--- Begin Task input ---

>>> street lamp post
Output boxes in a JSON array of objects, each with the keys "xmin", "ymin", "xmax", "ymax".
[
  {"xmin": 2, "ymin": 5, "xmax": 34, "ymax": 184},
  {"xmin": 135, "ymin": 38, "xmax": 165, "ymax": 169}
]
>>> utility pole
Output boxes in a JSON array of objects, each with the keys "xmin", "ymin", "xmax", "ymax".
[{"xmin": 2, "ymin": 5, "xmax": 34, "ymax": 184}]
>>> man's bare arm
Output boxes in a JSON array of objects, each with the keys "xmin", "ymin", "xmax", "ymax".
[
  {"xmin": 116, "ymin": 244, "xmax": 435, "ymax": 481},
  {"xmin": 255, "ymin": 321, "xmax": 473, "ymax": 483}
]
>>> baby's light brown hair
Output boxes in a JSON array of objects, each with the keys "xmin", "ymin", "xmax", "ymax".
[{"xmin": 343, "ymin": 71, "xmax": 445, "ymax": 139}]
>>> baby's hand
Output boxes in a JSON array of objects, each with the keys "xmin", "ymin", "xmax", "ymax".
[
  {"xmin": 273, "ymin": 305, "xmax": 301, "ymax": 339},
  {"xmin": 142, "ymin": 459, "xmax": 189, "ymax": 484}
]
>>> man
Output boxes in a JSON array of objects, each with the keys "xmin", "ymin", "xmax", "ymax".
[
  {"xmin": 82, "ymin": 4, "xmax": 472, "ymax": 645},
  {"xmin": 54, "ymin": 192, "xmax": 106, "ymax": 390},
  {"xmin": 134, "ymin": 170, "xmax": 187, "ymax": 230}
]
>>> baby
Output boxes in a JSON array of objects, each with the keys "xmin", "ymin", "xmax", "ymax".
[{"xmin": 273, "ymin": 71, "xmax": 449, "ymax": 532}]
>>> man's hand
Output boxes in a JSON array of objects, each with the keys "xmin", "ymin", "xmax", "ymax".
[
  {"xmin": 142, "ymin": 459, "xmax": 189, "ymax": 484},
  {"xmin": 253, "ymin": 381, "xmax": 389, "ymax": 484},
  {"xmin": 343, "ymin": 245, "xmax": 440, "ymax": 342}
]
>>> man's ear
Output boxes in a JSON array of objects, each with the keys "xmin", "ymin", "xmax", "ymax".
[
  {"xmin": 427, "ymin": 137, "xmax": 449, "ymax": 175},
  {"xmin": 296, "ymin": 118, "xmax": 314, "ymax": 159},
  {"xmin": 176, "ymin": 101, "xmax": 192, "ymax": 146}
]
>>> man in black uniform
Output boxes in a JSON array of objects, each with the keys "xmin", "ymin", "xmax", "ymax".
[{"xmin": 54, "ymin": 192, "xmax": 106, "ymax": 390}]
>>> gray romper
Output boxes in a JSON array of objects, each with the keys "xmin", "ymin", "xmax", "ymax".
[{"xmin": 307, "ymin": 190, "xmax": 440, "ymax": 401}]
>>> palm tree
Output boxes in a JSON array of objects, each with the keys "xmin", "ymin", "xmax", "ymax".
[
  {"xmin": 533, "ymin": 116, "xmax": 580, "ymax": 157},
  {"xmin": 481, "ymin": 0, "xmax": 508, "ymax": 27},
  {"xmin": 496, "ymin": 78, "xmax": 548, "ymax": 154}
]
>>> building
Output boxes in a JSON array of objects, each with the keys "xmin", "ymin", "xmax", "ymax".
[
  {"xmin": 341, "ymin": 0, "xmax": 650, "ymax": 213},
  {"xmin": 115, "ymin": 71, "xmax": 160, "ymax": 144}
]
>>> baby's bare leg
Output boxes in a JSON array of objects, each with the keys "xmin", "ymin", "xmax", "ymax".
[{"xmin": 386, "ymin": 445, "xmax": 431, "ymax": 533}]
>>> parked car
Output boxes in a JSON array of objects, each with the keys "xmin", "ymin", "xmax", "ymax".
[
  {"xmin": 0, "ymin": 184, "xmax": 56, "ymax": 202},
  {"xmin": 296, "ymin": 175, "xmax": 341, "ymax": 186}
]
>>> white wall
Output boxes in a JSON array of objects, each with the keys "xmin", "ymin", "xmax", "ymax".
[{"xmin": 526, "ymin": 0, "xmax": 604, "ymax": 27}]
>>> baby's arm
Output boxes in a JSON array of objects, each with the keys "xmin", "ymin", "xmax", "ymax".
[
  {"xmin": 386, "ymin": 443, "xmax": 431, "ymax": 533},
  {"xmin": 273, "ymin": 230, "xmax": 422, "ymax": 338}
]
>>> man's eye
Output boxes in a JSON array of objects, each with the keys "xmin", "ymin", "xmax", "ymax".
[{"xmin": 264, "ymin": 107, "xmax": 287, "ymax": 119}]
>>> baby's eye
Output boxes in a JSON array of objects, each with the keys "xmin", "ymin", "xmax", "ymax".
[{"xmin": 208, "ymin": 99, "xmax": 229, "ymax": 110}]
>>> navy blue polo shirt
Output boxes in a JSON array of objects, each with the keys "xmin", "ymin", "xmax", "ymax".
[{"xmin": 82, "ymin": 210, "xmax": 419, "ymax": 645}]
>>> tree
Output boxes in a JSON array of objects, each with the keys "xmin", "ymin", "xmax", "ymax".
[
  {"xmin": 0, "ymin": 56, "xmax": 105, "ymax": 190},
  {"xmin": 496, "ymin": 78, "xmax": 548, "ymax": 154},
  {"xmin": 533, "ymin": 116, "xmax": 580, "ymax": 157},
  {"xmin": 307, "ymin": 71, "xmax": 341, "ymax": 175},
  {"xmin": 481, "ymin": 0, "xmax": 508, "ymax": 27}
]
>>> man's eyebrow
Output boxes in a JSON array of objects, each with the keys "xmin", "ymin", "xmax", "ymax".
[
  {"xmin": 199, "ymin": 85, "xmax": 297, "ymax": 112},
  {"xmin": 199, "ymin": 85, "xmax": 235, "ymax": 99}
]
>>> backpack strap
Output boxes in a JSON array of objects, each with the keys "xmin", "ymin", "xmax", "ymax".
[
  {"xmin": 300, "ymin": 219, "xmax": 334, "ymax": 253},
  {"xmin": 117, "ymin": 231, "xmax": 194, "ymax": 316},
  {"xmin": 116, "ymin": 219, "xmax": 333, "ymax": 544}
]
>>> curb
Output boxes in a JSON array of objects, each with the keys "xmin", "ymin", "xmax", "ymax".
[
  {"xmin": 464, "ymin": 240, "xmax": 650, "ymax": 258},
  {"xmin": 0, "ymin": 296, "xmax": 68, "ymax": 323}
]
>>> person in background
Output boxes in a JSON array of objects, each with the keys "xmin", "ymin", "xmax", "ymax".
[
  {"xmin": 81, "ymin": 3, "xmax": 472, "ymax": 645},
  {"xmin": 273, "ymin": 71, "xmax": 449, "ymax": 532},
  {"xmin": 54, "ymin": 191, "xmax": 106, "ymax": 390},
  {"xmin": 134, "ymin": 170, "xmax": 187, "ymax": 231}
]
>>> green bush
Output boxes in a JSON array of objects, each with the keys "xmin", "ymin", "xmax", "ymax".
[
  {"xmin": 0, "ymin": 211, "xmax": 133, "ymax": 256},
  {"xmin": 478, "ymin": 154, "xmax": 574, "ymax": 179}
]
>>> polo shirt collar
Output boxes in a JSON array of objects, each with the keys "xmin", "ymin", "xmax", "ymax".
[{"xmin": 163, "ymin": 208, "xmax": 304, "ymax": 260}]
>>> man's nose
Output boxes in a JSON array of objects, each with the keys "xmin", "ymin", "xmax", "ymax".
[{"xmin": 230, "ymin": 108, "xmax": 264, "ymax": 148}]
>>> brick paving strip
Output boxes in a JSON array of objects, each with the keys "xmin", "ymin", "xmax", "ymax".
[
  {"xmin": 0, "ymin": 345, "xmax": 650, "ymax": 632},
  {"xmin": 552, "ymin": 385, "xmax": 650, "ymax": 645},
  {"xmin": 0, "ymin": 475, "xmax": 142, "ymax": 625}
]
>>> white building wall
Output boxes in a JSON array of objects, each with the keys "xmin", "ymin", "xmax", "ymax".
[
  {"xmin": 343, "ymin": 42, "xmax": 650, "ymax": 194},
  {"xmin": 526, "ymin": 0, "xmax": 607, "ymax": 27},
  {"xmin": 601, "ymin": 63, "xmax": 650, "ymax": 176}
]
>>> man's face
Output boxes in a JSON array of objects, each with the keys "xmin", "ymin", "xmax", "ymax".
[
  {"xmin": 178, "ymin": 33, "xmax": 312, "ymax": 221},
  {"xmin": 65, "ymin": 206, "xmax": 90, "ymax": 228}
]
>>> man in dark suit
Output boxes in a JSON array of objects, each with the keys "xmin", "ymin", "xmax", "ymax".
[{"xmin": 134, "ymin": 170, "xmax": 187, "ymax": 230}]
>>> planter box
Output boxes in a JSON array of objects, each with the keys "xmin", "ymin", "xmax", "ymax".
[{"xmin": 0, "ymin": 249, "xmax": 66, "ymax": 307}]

--- End Task input ---

◆ What the task asks: Give back exactly the lines from the line holding "white building wall" through the last line of the listing, including both.

◆ Task response:
>>> white building wall
Output boxes in a JSON array of objects, each with the keys "xmin", "ymin", "xmax", "ymax".
[
  {"xmin": 343, "ymin": 42, "xmax": 650, "ymax": 194},
  {"xmin": 526, "ymin": 0, "xmax": 607, "ymax": 27},
  {"xmin": 601, "ymin": 63, "xmax": 650, "ymax": 176}
]
>>> man's face
Output boxes in a JSON array of objects, each with the keys "xmin", "ymin", "xmax", "ymax".
[
  {"xmin": 178, "ymin": 33, "xmax": 312, "ymax": 221},
  {"xmin": 65, "ymin": 206, "xmax": 90, "ymax": 228}
]
>>> man in dark suit
Output boxes in a JSON array of objects, each with the keys "xmin", "ymin", "xmax", "ymax".
[{"xmin": 134, "ymin": 170, "xmax": 187, "ymax": 230}]
>>> planter box
Output boxes in a JSON array of objects, each with the keys "xmin", "ymin", "xmax", "ymax".
[{"xmin": 0, "ymin": 249, "xmax": 66, "ymax": 307}]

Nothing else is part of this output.